Given exercise a
According to the text on Luke's Christmas story, which part of the familiar Christmas story is described by Matthew rather than Luke?

---------- Text to read ----------

Luke’s wonderful Christmas story: angels, shepherds, thin places, and bed sheets

25
Dec

Scripture: Luke 1: 26-38 and 2: 1-20

At our family service this afternoon, I began by asking the children some questions (they had just watched a video of the Gospel story). What happened on the first Christmas Eve – Jesus was born. Where did it happen? – In Bethlehem. Where did Mary put the baby to sleep? – In a manger. Why did she have to use a manger? – There was no room at the inn. Who came to see the baby? – Shepherds. How do you know all this? – It’s in the Bible.

Luke’s greatest hits

Tonight, we have heard what I think of as the two highlights of the Christmas story. The angel Gabriel announced the birth to Mary, the future mother of Jesus. Then the events surrounding Jesus’ birth, which I just described. It’s really only half true to say that we know this from the Bible. Of the four Gospel writers, only Luke describes these events. Apart from the visit of the Magi, or Three KIngs, as described by Matthew, the whole of our familiar Christmas story comes from Luke.

There is actually much more to Luke’s story than the Annunciation and the birth of Jesus. Luke gives a much more elaborate account. We hardly ever read most of it, even in church. For me, the Annunciation and the birth, rather like CD albums, “Favourite operatic arias” or “The Tragically Hip, their greatest hits”. Think of them as “Best of Luke.” So I would like to take a few moments to fill in more of what Luke tells us about Jesus’ origins and early life.  You can read it all in Luke Chapter 1 through 3: 22.

---------- Information supplied ----------

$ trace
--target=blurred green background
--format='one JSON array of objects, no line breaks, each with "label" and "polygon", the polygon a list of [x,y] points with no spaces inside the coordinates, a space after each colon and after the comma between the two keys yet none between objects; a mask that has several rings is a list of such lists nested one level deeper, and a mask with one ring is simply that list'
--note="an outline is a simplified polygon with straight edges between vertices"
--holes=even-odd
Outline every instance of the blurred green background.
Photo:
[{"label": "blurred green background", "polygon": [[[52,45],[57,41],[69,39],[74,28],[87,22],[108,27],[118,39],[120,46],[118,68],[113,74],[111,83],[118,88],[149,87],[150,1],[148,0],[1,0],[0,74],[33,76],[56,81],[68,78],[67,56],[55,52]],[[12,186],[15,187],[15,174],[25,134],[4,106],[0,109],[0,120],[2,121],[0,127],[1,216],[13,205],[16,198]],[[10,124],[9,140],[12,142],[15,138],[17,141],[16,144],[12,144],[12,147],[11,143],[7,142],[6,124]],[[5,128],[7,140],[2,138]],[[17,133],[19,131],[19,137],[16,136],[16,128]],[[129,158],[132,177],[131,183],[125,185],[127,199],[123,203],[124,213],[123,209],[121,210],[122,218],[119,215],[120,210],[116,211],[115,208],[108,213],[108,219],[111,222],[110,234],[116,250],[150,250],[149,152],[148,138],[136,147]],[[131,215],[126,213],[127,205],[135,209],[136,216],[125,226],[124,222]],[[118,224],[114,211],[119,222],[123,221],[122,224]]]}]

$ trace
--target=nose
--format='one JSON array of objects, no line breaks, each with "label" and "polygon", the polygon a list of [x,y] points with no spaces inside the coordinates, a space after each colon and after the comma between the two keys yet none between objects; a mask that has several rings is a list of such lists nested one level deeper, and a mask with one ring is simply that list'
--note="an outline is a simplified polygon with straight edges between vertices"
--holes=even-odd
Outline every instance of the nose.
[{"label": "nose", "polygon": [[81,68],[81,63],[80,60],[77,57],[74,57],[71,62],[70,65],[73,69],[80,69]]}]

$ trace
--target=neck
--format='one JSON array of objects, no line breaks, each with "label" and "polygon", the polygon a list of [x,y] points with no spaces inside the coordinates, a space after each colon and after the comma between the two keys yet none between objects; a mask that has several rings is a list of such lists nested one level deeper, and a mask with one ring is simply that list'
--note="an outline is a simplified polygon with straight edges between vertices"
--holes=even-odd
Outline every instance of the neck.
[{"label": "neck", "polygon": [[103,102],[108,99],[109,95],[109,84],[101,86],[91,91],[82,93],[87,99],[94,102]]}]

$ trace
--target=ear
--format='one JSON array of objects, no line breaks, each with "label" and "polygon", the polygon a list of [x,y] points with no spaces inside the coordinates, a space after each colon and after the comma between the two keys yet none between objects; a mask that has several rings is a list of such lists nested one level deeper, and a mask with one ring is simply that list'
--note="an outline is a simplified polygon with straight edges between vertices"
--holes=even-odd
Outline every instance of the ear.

----------

Given exercise b
Pick out every line of the listing that contains the word "instance".

Complete answer a
The visit of the Magi.

Complete answer b
Outline every instance of the blurred green background.
Outline every instance of the nose.
Outline every instance of the neck.
Outline every instance of the ear.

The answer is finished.